*SHORT TASK*: Repeat verbatim the lines of the data below, beginning with the line containing "Mark the region of each instance of the stone" and continuing to the end.
## Begin
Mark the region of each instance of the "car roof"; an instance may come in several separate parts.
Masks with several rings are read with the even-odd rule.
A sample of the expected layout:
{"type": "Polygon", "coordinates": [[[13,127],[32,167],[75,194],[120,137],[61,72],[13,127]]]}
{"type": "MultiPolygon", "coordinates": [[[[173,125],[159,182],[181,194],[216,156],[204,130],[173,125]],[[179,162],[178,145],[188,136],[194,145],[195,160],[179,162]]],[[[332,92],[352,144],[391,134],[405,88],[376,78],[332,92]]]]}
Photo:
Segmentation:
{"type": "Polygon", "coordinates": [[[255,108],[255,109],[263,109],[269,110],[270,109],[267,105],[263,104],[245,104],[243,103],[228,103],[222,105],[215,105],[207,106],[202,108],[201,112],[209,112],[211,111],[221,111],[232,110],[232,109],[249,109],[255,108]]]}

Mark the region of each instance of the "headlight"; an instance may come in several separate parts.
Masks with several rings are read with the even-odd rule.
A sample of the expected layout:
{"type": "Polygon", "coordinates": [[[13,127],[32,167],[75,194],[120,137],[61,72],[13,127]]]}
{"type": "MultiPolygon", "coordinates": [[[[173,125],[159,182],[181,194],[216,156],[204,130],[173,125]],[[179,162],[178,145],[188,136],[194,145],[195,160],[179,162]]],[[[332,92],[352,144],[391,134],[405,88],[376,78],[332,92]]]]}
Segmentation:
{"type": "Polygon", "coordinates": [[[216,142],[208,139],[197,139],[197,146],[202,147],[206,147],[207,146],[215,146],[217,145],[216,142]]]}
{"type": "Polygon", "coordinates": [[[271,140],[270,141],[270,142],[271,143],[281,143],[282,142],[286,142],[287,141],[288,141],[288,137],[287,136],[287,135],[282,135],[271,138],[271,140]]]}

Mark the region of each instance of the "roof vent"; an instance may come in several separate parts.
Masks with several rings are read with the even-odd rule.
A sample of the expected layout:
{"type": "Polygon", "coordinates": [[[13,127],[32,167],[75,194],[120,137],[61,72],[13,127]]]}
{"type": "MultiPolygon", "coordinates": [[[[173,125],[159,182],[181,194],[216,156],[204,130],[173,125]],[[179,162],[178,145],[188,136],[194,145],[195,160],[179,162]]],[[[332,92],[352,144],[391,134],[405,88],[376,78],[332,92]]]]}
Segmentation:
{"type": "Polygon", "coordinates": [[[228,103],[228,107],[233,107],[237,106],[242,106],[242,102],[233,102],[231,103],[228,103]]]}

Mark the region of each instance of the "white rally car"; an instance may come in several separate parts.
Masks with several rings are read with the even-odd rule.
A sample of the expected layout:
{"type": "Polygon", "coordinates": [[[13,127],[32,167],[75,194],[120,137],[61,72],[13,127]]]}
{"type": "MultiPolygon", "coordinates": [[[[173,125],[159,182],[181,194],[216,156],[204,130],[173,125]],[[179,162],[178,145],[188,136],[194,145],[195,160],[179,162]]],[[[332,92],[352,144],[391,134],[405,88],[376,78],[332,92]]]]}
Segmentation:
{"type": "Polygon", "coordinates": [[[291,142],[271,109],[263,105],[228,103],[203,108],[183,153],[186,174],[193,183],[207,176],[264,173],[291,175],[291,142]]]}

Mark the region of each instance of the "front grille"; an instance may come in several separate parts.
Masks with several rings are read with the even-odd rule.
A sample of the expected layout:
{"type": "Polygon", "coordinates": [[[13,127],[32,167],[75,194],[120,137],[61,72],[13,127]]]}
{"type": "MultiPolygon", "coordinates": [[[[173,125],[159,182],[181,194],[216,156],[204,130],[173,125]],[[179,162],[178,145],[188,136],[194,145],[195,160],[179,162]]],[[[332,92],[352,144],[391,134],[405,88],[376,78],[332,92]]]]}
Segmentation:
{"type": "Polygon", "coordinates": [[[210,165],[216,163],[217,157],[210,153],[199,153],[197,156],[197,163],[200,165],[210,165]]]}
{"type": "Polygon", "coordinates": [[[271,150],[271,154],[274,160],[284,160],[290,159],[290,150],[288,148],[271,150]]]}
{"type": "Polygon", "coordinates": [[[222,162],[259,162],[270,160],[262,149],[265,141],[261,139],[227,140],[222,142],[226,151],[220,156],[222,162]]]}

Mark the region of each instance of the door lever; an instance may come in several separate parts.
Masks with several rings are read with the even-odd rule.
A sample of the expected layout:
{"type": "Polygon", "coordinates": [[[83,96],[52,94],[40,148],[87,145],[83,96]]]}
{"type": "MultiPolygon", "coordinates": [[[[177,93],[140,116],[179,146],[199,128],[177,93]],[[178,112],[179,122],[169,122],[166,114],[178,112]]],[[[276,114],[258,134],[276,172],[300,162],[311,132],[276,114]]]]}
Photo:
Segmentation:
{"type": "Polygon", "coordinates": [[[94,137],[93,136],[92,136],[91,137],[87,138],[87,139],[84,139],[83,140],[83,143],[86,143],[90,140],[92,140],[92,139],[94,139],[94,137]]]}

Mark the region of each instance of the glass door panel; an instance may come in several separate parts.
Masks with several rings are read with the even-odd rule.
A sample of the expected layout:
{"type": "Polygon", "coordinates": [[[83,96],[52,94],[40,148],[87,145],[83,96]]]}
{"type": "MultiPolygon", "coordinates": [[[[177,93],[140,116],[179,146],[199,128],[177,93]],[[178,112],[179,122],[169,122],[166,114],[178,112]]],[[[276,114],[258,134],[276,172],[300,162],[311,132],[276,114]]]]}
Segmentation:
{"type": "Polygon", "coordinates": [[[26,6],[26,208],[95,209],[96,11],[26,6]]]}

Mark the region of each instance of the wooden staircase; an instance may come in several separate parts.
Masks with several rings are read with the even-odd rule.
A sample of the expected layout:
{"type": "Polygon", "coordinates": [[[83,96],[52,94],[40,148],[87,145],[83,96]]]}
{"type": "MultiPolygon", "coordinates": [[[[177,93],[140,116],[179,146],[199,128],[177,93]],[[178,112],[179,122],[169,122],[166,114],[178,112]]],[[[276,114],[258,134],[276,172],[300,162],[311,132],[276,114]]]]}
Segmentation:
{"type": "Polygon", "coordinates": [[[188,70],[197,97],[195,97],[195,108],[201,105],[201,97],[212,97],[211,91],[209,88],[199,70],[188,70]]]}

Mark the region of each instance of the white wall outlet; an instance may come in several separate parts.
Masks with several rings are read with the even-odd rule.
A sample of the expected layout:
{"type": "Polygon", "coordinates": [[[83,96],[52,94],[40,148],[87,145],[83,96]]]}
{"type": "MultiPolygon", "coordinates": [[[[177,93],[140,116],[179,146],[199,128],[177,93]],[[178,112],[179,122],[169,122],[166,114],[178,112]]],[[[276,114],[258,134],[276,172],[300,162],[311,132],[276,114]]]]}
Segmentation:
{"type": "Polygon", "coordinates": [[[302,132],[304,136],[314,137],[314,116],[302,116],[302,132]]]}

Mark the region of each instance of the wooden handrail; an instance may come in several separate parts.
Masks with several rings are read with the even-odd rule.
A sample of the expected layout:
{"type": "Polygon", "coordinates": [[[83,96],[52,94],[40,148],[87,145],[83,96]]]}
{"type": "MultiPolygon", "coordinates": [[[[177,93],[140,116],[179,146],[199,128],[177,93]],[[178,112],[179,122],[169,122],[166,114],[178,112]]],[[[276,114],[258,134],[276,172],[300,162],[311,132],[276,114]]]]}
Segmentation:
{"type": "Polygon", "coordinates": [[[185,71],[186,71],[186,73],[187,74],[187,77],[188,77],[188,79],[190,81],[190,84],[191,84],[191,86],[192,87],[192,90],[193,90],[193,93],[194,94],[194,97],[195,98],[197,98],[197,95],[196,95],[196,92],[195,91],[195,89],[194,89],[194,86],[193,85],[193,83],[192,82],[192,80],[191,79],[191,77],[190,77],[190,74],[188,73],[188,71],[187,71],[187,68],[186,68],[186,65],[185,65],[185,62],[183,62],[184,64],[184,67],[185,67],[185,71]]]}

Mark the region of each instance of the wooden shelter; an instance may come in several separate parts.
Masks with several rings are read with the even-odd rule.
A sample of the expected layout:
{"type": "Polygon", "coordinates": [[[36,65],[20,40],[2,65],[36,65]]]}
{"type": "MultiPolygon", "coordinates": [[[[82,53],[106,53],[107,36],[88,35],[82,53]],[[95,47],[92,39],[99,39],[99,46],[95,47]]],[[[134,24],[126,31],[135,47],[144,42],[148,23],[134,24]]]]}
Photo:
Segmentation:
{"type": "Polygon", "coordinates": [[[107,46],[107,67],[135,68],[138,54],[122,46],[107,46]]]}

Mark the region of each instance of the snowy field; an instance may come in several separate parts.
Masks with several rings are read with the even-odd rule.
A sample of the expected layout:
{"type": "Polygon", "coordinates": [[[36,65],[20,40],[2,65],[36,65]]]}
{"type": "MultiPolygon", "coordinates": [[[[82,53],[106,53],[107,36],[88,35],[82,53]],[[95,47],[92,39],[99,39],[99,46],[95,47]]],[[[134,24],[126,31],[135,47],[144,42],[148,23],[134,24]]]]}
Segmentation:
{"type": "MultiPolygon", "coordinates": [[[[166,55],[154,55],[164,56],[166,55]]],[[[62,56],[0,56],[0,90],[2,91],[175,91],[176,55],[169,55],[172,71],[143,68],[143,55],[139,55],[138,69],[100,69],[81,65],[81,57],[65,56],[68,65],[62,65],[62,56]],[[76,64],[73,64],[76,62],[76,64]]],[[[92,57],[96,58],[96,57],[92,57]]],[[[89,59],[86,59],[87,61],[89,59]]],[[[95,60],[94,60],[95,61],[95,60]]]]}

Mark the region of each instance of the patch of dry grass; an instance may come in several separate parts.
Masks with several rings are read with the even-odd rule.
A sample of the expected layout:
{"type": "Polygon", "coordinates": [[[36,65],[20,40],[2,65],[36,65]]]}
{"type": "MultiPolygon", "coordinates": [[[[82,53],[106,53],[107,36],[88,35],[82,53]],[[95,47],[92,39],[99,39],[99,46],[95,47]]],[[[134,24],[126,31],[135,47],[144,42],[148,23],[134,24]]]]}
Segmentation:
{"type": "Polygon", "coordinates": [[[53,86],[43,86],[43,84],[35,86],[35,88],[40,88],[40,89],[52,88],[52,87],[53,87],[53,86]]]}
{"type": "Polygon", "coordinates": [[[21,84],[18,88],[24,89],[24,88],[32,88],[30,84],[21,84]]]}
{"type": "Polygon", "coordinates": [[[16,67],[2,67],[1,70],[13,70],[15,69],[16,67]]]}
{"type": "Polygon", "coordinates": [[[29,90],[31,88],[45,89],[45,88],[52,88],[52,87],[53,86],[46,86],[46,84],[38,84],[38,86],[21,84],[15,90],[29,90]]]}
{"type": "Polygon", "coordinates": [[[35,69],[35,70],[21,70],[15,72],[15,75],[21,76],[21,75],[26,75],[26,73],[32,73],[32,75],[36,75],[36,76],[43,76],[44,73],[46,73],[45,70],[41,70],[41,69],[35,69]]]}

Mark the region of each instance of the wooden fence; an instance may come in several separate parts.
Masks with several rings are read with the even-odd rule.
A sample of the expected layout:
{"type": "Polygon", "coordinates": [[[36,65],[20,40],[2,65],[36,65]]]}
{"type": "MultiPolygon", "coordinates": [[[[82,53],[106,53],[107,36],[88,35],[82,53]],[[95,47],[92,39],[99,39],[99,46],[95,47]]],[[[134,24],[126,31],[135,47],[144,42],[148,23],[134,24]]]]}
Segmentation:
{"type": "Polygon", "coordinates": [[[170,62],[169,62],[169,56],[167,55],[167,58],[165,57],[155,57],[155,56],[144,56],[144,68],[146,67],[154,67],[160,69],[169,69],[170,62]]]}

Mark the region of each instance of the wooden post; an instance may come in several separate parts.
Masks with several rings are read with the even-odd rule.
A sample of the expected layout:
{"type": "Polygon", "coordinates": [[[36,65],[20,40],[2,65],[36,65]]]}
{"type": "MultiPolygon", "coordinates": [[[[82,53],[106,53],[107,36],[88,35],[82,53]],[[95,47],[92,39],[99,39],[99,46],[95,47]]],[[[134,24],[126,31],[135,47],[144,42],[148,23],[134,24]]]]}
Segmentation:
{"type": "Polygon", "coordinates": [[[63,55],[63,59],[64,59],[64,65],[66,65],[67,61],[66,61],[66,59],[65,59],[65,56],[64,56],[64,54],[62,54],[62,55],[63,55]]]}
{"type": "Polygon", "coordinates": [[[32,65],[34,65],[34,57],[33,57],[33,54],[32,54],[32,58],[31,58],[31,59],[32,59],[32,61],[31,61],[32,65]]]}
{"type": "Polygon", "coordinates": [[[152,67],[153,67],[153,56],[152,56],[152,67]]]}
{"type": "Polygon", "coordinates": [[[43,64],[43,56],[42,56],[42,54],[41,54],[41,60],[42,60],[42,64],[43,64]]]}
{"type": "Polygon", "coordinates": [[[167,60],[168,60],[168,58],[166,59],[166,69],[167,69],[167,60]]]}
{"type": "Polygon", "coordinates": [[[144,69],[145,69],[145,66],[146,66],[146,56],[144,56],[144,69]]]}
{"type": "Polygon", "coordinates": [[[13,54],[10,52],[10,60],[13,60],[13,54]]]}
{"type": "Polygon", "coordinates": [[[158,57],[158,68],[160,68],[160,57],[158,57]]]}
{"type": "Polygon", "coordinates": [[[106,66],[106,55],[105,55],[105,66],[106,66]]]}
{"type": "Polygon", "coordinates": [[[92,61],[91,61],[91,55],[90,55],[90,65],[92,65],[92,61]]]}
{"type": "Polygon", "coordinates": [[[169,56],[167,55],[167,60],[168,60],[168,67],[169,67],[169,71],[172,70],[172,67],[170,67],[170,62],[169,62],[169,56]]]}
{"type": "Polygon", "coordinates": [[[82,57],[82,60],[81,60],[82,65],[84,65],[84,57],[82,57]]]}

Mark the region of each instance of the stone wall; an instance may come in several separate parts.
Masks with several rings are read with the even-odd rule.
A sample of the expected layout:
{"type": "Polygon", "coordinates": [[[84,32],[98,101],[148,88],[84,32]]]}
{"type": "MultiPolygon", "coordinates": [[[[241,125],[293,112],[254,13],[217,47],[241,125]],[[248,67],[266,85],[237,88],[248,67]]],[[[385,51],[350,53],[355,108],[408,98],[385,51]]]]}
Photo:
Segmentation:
## End
*TASK SOLUTION*:
Mark the region of each instance of the stone wall; an instance may come in several separate parts.
Masks with several rings are read with the even-odd rule.
A sample of the expected layout:
{"type": "Polygon", "coordinates": [[[84,32],[98,101],[148,88],[84,32]]]}
{"type": "MultiPolygon", "coordinates": [[[[241,125],[293,112],[254,13],[217,47],[241,125]],[[248,67],[266,85],[237,88],[248,67]]],[[[385,51],[350,53],[355,108],[408,98],[385,51]]]]}
Photo:
Segmentation:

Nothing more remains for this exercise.